Excerpted records Start Marker

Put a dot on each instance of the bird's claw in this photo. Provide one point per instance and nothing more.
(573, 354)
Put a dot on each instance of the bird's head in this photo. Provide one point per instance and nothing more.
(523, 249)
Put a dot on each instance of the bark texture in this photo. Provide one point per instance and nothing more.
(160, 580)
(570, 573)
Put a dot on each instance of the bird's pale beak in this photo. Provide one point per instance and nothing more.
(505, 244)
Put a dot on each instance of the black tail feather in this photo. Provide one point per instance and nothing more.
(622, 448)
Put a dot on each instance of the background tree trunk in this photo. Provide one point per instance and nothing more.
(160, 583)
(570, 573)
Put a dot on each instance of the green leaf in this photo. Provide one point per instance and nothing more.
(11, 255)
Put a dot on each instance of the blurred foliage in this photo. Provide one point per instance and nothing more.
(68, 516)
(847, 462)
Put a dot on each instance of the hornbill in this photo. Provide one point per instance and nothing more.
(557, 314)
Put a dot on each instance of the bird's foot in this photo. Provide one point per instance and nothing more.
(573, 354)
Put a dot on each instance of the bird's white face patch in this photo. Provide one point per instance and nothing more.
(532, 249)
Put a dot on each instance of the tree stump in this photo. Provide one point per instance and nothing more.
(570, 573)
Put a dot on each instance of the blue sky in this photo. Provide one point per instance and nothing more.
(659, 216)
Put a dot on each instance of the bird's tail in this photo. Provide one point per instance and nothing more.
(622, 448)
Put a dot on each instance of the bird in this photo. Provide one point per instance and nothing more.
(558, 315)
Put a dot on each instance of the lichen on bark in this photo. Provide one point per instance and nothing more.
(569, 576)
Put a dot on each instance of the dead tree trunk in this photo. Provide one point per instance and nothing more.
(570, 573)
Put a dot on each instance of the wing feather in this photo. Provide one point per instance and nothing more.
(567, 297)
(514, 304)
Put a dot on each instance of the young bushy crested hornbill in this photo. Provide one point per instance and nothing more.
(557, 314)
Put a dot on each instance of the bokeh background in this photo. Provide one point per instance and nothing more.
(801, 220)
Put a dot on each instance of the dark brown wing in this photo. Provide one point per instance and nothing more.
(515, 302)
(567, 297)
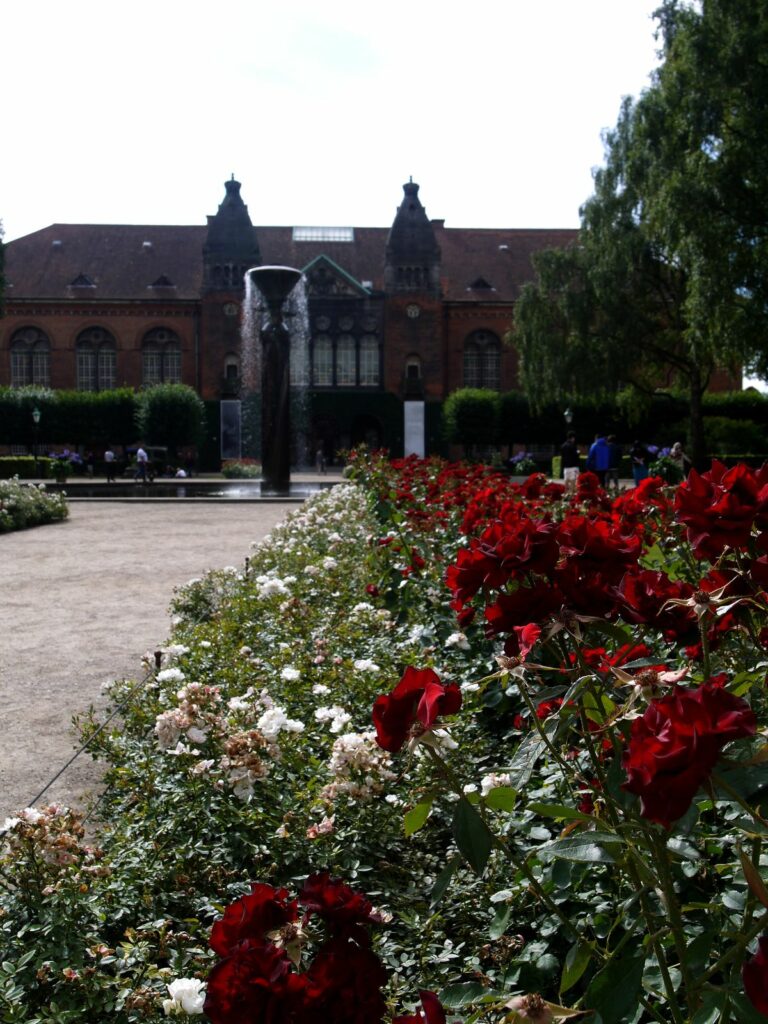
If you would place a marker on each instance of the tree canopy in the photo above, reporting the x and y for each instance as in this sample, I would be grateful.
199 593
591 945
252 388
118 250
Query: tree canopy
668 280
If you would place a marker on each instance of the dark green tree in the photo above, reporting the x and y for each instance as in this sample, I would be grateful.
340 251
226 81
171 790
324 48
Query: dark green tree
172 415
668 279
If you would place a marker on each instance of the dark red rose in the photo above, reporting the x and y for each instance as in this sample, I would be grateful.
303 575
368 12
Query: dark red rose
755 977
432 1013
676 743
339 905
644 597
344 986
254 984
415 705
719 508
252 916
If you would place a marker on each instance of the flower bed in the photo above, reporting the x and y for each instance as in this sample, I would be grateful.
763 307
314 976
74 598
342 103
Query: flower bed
444 733
24 505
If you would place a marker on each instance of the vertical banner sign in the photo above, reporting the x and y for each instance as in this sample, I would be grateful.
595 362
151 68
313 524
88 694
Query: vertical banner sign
414 428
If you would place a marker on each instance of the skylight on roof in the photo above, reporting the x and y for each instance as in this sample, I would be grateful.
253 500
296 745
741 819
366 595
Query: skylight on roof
324 235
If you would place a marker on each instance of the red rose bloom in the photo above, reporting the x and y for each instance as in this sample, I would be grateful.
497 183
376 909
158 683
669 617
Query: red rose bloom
252 916
755 977
674 747
719 508
254 984
432 1013
338 904
417 700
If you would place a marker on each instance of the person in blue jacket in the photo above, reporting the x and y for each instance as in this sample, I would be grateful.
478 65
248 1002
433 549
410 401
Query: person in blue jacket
598 459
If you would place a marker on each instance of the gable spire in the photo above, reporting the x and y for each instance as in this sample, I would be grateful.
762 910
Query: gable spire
413 256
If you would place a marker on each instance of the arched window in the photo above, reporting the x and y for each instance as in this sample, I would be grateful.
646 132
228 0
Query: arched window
345 361
369 360
482 356
161 357
96 355
323 361
30 357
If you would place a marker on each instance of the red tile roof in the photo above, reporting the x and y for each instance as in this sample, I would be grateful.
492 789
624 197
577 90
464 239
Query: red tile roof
124 260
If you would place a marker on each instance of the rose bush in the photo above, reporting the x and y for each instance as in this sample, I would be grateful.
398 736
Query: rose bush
561 814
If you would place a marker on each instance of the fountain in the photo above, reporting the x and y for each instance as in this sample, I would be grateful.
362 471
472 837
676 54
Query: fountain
274 285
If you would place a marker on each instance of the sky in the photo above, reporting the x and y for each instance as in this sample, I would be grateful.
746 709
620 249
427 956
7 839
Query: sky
137 113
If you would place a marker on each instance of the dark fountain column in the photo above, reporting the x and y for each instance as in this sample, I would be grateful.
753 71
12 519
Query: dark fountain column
275 284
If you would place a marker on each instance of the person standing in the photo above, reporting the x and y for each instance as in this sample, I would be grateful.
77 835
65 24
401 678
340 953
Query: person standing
614 462
110 465
141 464
598 458
570 461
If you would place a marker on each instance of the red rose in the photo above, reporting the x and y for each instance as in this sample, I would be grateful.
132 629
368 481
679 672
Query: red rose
755 977
254 984
252 916
343 986
433 1012
719 508
674 747
338 904
417 700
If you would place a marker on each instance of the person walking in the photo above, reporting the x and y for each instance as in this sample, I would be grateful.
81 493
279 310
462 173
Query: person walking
598 459
614 462
569 462
110 465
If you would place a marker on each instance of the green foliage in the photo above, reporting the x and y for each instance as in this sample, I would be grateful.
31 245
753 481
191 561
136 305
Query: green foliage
668 279
472 417
170 414
24 505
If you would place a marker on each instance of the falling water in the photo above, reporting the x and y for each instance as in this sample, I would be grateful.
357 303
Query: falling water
255 320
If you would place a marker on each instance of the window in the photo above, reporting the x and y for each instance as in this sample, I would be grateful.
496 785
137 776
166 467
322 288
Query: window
482 355
161 357
95 352
30 357
345 361
323 361
369 360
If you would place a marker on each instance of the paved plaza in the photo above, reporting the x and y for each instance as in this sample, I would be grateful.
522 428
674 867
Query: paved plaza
81 602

Excerpted records End Marker

◆ **Problem**:
Since the copy must contain no pictures, return only the text of the records, exactly as it stands.

◆ **Finished exercise**:
Put a dot on each instance of the bird's claw in this photo. Provide one point per instance and nothing more.
(573, 354)
Put a dot on each instance of the bird's head in this photo. Provide one point per instance and nothing more.
(523, 249)
Put a dot on each instance of the bark texture in this photo. Provide one point per instance and nothing more.
(160, 580)
(570, 573)
Put a dot on each instance of the bird's pale beak in this photo. Provide one point per instance and nothing more.
(505, 244)
Put a dot on each instance of the black tail feather in this photo. Provide one point per instance and nothing more.
(622, 448)
Put a dot on each instance of the background tree trunk in this photo. Provide one point per instance and nothing more.
(160, 583)
(570, 573)
Put a dot on each instance of the green leaf in this photo. Provide one point per instance and nothing more.
(11, 255)
Put a dot on each instance of the blurred foliage in this photo. Provide one point per instance and nothing more.
(68, 516)
(847, 462)
Put a dot on each instance of the hornbill in this photo. Provide one point per instance and nothing more.
(557, 314)
Put a dot on each instance of the bird's foot in this photo. Provide one point per instance and nothing more.
(573, 354)
Put a dot on each instance of the bird's white face patch in this photo. Provide one point per instance and nothing more.
(532, 249)
Put a dot on each instance of the tree stump in this photo. Provide one point per instance and nothing more.
(570, 573)
Put a dot on each instance of the blue sky in this photo. Provide one point per instance and nothing more.
(659, 216)
Put a dot on each instance of the bird's tail in this photo. Provide one point per instance and nothing more.
(622, 448)
Put a dot on each instance of the bird in this photo. Provide one point per instance and nothing more.
(558, 315)
Put a dot on each instance of the lichen on bark in this photo. Provide one point per instance and nothing more.
(569, 576)
Put a dot on each instance of the dead tree trunk in this photo. Provide one point per instance and nothing more.
(570, 573)
Put a dot on each instance of the wing feather in this photo. Provide one point per instance and nothing more.
(567, 297)
(514, 304)
Put a dot on each instance of the young bushy crested hornbill in this photo. Provide one point per instance and nothing more.
(557, 314)
Put a dot on each instance of the bokeh background in this photo. Provide one point per instance and nothing more.
(801, 220)
Put a dot on each instance of the dark brown wing in this photo. Provide one point per instance and nothing more.
(515, 302)
(567, 297)
If you would place a marker on each instance of the tree canopy in the photo above, reporting the x and y for each instance as in this sample, I would be grateful.
199 593
591 945
252 388
118 250
Query: tree canopy
668 280
If you would place a marker on each instance of the dark green tree in the photo above, reporting the x and y for each instance as in this sample, I would be grateful.
340 251
226 81
171 790
324 48
Query: dark green tree
172 415
668 279
If you would place a marker on each instance of the dark red rose in the photo above, reporting the x and y for each instance as in this sample, I would be grateful.
303 575
368 12
Query: dark red rose
755 977
432 1013
676 743
339 905
644 597
344 986
254 984
415 705
719 508
252 916
If you would place a marker on each instance of the flower bed in the photo above, reporting the x and y for each instance as in this sample, I would be grateful.
763 307
314 976
74 598
342 103
Query: flower bed
444 733
24 505
If you would place a marker on each instance of the vertical banner sign in the photo above, reporting the x and y for each instance as in this sample, I would be grateful.
595 362
151 68
313 524
88 694
Query: vertical banner sign
414 428
If you would place a marker on each instance of the skylight on roof in the photo above, reporting the x and y for each instance as in this sample, I would be grateful.
253 500
296 745
741 819
366 595
Query: skylight on roof
324 235
If you would place a marker on each instance of the red rose bloom in the photo above, reporting the x and y for each instance as in this sample, I would be grateful.
497 183
376 909
158 683
669 617
Query: red rose bloom
252 916
755 977
674 747
719 508
254 984
432 1013
338 904
417 700
If you would place a marker on each instance of the person in blue jacket in the photo above, reporting the x and y for each instance as in this sample, I would be grateful.
478 65
248 1002
433 549
410 401
Query: person in blue jacket
598 459
If you would place a marker on each instance of the gable spire in the photo above, reporting the x and y for each instance as in this sample, I would be grateful.
762 910
Query: gable spire
413 256
If you would place a marker on each instance of the arched window in the photo above, reporting the x and y for each instance as in this sample, I would be grateful.
646 132
228 0
Query: arched window
345 361
369 360
482 356
161 357
96 355
323 361
30 357
If you would place a marker on each instance of the red tile roof in the photo above, reporting the x and y for each instance as in this sample, I would be grateful.
492 789
624 197
577 90
464 239
Query: red tile roof
124 260
If you would place a marker on each instance of the rose bush in the photo above, reporting the x and y for each instance as in this sample, I would be grateful.
398 736
Query: rose bush
561 814
If you would place a marker on each instance of the fountain in the photo above, reporting the x and y for each instance as in this sample, I would be grateful.
362 471
472 837
676 54
Query: fountain
274 285
If you would place a marker on each instance of the sky in the photo above, reporting the x and y for each instance as in this sample, I would be grateful.
746 709
620 249
427 956
7 839
Query: sky
137 113
If you would place a marker on each instance of the dark fountain column in the photo above, reporting the x and y for each instance as in this sample, I would be grateful.
753 71
12 519
Query: dark fountain column
275 284
If you would place a marker on each instance of the person standing in the photo above, reporting the x and y for each instance as in this sample, I would be grateful.
77 835
65 24
401 678
340 953
Query: person standing
614 462
110 465
141 464
598 458
570 461
If you would place a marker on each instance of the red rose in the photo above, reporting the x and y for each instance as in this sample, I would be grateful.
132 629
368 481
679 672
Query: red rose
755 977
254 984
252 916
343 986
433 1012
719 508
674 747
338 904
417 700
If you would place a marker on each instance of the person walking in the photo above, reporting the x and y for each instance as in this sample, I would be grateful.
81 493
279 310
462 173
Query: person walking
598 459
614 462
569 462
110 465
If you would place a marker on each instance of the green foliage in the photo above, reporting the x and y for each instance as in this sample, I would be grateful.
31 245
753 481
191 561
136 305
Query: green foliage
668 279
472 417
170 414
24 505
If you would place a marker on each instance of the falling water in the photo above, reporting the x and y for each instance as in this sample, I would be grateful.
357 303
Query: falling water
255 320
If you would place a marker on each instance of the window in the photo above, reporting the x and y for each instance as in this sample, I would be grateful.
496 785
137 776
166 467
322 288
Query: window
482 355
161 357
95 352
30 357
345 361
323 361
369 360
If you would place a marker on each instance of the paved plaza in the photo above, reporting the x and y for each instance as in this sample, I would be grateful.
522 428
674 867
Query: paved plaza
81 602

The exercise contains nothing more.